Region labeling records =

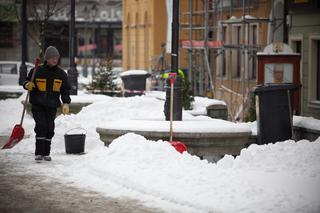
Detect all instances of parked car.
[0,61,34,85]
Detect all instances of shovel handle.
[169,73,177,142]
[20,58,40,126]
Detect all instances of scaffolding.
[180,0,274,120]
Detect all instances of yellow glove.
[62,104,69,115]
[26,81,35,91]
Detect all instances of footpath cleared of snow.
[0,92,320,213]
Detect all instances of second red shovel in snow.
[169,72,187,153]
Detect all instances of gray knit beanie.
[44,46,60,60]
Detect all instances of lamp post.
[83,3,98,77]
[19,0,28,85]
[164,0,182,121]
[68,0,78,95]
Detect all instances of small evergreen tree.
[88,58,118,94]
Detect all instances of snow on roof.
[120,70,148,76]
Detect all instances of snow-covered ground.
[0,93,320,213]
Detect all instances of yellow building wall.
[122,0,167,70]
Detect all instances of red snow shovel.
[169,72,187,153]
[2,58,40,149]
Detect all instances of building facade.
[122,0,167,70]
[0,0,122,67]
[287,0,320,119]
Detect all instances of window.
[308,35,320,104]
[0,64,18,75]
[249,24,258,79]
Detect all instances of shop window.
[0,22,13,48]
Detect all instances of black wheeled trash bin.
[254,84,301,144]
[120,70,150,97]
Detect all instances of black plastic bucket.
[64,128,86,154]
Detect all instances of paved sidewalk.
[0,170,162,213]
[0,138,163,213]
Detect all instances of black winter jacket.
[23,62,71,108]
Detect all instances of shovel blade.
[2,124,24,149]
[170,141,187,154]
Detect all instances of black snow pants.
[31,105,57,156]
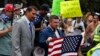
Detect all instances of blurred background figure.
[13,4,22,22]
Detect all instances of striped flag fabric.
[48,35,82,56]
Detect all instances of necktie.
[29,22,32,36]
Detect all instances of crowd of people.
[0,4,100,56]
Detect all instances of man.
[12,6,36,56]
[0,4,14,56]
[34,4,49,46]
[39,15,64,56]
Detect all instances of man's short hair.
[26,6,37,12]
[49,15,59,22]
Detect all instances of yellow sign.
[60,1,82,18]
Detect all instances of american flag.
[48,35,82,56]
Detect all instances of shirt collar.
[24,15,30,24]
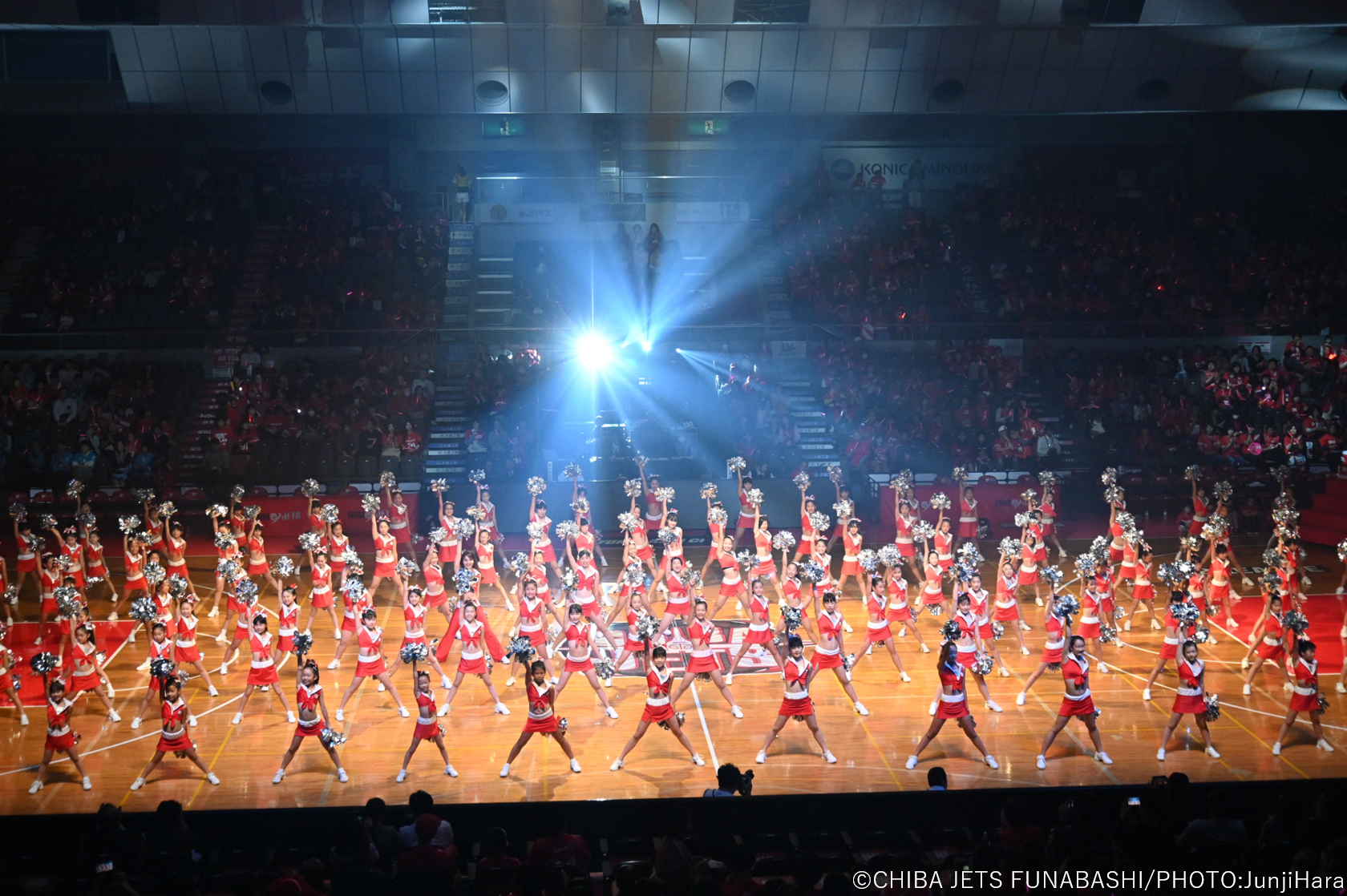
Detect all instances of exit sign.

EXERCISE DIRECTIONS = Extract every line of the data exactly; pictures stay out.

COMPLETED TASK =
Detect all instances of parked car.
[0,61,34,85]
Detect all instances of shovel handle.
[169,73,177,142]
[20,58,40,126]
Detect all instances of scaffolding.
[180,0,274,120]
Detect all instances of yellow glove.
[62,104,69,115]
[26,81,35,91]
Detect all instances of footpath cleared of snow.
[0,92,320,213]
Detect all instances of second red shovel in snow.
[169,72,187,153]
Detect all instances of gray knit beanie.
[44,46,60,60]
Detect all instances of lamp post.
[83,3,98,77]
[19,0,28,85]
[164,0,182,121]
[68,0,78,95]
Detect all instances of small evergreen tree.
[88,58,118,94]
Detect all instances of snow on roof.
[120,70,148,76]
Detect all instances of snow-covered ground.
[0,93,320,213]
Detect all instances of yellow building wall.
[122,0,167,70]
Detect all instances of red snow shovel.
[169,72,187,153]
[2,58,40,149]
Detect all instances of building facade.
[122,0,167,70]
[0,0,122,67]
[287,0,320,119]
Detect all instances of window.
[308,35,320,104]
[0,64,18,75]
[249,24,258,79]
Detect all instances of shop window.
[0,22,13,48]
Detect all instances of black wheeled trash bin.
[254,84,301,144]
[120,70,150,97]
Detect all instances of black plastic bucket.
[64,128,86,154]
Detect all instances of paved sidewalk.
[0,170,162,213]
[0,138,163,213]
Detect all instances of black winter jacket.
[23,62,71,108]
Detect all instances of shovel blade.
[2,124,24,149]
[170,141,187,154]
Detect all instances of black snow pants.
[31,105,57,156]
Detect all instances of blurred background figure.
[13,4,22,22]
Detect all instances of striped flag fabric.
[48,35,82,56]
Detect all instances of necktie.
[29,22,32,36]
Detect all instances of crowd of people.
[0,4,100,56]
Detect all instances of man.
[12,6,36,56]
[0,4,14,56]
[34,4,49,46]
[39,15,64,56]
Detect all instances of man's short hair.
[26,6,37,12]
[49,15,59,22]
Detect all instances of yellow sign.
[60,1,82,18]
Detect all instances of american flag.
[48,35,82,56]
Detect all instances of shirt collar.
[24,15,30,24]
Detect all instances of exit sign.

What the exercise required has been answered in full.